### What to produce
Extract every line of the material below and reproduce each one without any change.

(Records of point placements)

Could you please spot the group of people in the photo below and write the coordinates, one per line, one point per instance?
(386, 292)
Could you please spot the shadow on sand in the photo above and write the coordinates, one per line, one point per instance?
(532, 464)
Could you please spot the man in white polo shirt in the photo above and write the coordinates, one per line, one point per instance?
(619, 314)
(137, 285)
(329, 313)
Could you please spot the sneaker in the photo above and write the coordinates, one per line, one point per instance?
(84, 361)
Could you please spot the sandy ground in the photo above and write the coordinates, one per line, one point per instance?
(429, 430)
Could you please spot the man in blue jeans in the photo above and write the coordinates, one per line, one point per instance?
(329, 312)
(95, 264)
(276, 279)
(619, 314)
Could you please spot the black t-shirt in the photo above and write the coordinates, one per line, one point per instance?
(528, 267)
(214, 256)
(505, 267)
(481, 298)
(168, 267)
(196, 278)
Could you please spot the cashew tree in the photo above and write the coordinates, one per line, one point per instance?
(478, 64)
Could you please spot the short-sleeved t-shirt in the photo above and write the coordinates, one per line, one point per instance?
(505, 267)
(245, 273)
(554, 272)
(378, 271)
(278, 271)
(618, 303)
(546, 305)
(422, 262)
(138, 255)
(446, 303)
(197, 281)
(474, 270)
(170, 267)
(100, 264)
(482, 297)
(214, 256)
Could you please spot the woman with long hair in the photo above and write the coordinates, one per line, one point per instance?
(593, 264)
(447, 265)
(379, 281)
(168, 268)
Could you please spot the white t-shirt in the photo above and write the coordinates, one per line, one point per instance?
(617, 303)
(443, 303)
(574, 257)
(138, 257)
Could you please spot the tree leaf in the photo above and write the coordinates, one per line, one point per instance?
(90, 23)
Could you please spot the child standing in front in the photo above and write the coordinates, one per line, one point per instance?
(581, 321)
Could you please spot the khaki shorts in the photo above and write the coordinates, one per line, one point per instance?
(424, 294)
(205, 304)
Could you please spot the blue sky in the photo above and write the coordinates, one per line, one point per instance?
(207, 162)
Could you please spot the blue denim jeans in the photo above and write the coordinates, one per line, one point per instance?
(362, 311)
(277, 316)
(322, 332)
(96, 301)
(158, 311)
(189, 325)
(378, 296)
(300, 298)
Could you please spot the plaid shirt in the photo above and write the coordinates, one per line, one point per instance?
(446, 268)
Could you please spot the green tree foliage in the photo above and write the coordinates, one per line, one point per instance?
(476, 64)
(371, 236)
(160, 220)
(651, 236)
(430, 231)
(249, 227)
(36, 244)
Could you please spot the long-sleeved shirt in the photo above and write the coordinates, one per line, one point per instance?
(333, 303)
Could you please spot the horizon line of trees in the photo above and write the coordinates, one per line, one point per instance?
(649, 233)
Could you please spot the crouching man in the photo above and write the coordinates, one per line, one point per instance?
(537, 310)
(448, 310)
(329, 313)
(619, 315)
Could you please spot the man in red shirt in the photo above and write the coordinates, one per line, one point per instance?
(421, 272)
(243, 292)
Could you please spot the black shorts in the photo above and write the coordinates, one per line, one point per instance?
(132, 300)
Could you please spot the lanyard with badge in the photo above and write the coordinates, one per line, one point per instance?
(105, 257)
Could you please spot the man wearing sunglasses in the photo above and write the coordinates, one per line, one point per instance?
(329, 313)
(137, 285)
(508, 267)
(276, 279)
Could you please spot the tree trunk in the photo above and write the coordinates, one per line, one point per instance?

### Output
Could you please spot the group of people in the photo below and write the coordinates, one per line, one point per instance?
(386, 292)
Could you please spot the shadow on sand in the photo above and write the coordinates, one per line, one point per instance?
(532, 464)
Could you please spot the man in white polo shirt in the photo above and write the coordinates, one per line, one point per instance?
(619, 314)
(137, 285)
(329, 313)
Could you please spot the sneaker in the photo above and write the coordinates, one per line, one point per instance?
(84, 361)
Could you please spot the sandy ground in the photo above and write the coordinates, one per line, one point per instance?
(429, 430)
Could you please spot the man in blue jeans in the photo above and write the coordinates, one per line, one point per instance?
(329, 312)
(95, 264)
(276, 279)
(619, 314)
Could you please spot the black t-shirt in the photo above and write the coordinates, one per line, one point per instance?
(528, 267)
(214, 256)
(505, 267)
(481, 298)
(168, 267)
(196, 278)
Could you please spot the cashew tree in the photo above and write the coordinates, one per line, one point per instance?
(478, 64)
Could you please spot the short-sleeved t-shirt in the photo above and write the coordinates, one per line, one point per instance?
(505, 267)
(245, 273)
(554, 272)
(378, 271)
(278, 271)
(618, 303)
(546, 305)
(422, 262)
(138, 255)
(446, 303)
(197, 281)
(474, 270)
(170, 267)
(100, 264)
(482, 297)
(214, 256)
Could you please spot the woman with long hair in the photo above and write the coordinates, one per line, one point per instance?
(593, 264)
(447, 265)
(379, 281)
(168, 268)
Could you please spot the white t-shirt in the photo above and write the coordinates, one per line, one point per instance?
(617, 303)
(443, 303)
(574, 257)
(138, 257)
Could you please spot the tree leaf in the photo above and write the coordinates, one per line, one point per instance?
(90, 23)
Could you please spot the child standing in front in the photo above and write the coordinates, one per line, one point per instance?
(581, 321)
Could you please spot the khaki shorts in the photo above and write the coordinates, one per line, one point per instance?
(424, 294)
(205, 304)
Could you please spot the blue sky in the photo above and write the coordinates, one per line, one point per instance?
(207, 162)
Could you please spot the blue denim jeans in the photo above and write the coordinates, one per line, one point per instance?
(362, 311)
(277, 316)
(322, 332)
(96, 301)
(158, 311)
(189, 325)
(378, 296)
(300, 298)
Could you please spot the plaid shirt in the photo above and write the coordinates, one per line, one point per instance?
(446, 268)
Could you please spot the green tree foliage in the photo above and write the coordinates, one per line, one point per instance?
(476, 64)
(371, 236)
(160, 220)
(651, 236)
(430, 231)
(249, 227)
(36, 244)
Could you please spot the long-sleeved shirt in the photo above and write the coordinates, one per line, one point per instance?
(333, 303)
Could you please spot the horizon line of trees in the photo above and write the coordinates, one per line, one point per instance?
(649, 233)
Could you please spot the crouching man in the photo above and write the coordinates, one per line, one point per instance?
(537, 310)
(448, 310)
(329, 313)
(619, 315)
Could you please spot the man in red shirt in the photo above and write the coordinates, one per line, one point per instance?
(421, 272)
(243, 292)
Could you please spot the black shorts in the photo above and write the coordinates, one per line, one point per instance?
(132, 300)
Could you please spot the lanyard with badge in the photo above and write the coordinates, one per line, one point per instance?
(105, 257)
Could you please spot the man wearing sunglasses in the photo above and write the coordinates, one per line, one point per instance?
(329, 313)
(137, 285)
(508, 267)
(276, 279)
Could you please spot the tree trunk in the photo above and write the coordinates, one per line, one point per instance?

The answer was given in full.